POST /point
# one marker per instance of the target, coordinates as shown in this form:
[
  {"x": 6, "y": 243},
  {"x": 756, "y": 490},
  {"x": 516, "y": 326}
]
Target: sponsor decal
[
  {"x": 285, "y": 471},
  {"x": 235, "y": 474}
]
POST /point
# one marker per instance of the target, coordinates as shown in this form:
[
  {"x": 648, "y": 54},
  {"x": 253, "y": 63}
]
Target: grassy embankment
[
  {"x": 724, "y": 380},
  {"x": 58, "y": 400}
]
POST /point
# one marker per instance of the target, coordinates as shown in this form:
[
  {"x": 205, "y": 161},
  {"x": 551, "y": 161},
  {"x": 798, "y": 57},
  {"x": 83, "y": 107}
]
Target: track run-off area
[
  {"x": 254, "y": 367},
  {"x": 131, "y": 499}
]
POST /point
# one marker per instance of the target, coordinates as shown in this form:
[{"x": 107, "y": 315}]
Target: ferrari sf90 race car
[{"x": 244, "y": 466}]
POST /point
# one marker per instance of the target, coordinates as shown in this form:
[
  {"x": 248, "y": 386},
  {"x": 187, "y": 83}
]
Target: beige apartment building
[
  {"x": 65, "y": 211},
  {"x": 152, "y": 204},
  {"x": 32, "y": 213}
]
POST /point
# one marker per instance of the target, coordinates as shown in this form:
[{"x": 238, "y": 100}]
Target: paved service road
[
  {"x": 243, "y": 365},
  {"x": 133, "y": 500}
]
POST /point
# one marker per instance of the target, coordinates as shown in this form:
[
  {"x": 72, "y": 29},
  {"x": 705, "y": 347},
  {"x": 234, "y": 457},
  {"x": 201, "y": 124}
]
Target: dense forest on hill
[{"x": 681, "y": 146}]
—————
TASK DESCRIPTION> Copy all of the rows above word for word, changing nothing.

FINISHED TASK>
POST /point
# one marker per instance of the target, coordinates as shown in this form:
[
  {"x": 6, "y": 243},
  {"x": 756, "y": 490},
  {"x": 516, "y": 326}
]
Target: sponsor decal
[
  {"x": 285, "y": 471},
  {"x": 235, "y": 474}
]
POST /point
# one marker per instance of the target, coordinates as shown in this form:
[
  {"x": 648, "y": 54},
  {"x": 253, "y": 63}
]
Target: grassy embankment
[
  {"x": 724, "y": 380},
  {"x": 58, "y": 400}
]
POST /point
# one marker per instance of the target, coordinates as shown in this form:
[
  {"x": 205, "y": 161},
  {"x": 551, "y": 161},
  {"x": 798, "y": 57},
  {"x": 83, "y": 107}
]
Target: track run-off area
[
  {"x": 254, "y": 367},
  {"x": 131, "y": 499}
]
POST /point
# one marker per instance of the target, coordinates as shown in this form:
[{"x": 107, "y": 315}]
Target: ferrari sf90 race car
[{"x": 244, "y": 466}]
POST /point
# one marker per instance of the target, coordinates as shown in this form:
[
  {"x": 248, "y": 386},
  {"x": 187, "y": 83}
]
Target: beige apartment building
[
  {"x": 65, "y": 211},
  {"x": 152, "y": 204},
  {"x": 32, "y": 213}
]
POST /point
# one marker per instance of the target, coordinates as shown in this form:
[{"x": 238, "y": 100}]
Target: paved service road
[
  {"x": 243, "y": 365},
  {"x": 133, "y": 500}
]
POST /point
# one marker per instance of the target, coordinates as shown in this form:
[
  {"x": 72, "y": 29},
  {"x": 705, "y": 347},
  {"x": 234, "y": 457},
  {"x": 201, "y": 124}
]
Target: dense forest on hill
[{"x": 681, "y": 146}]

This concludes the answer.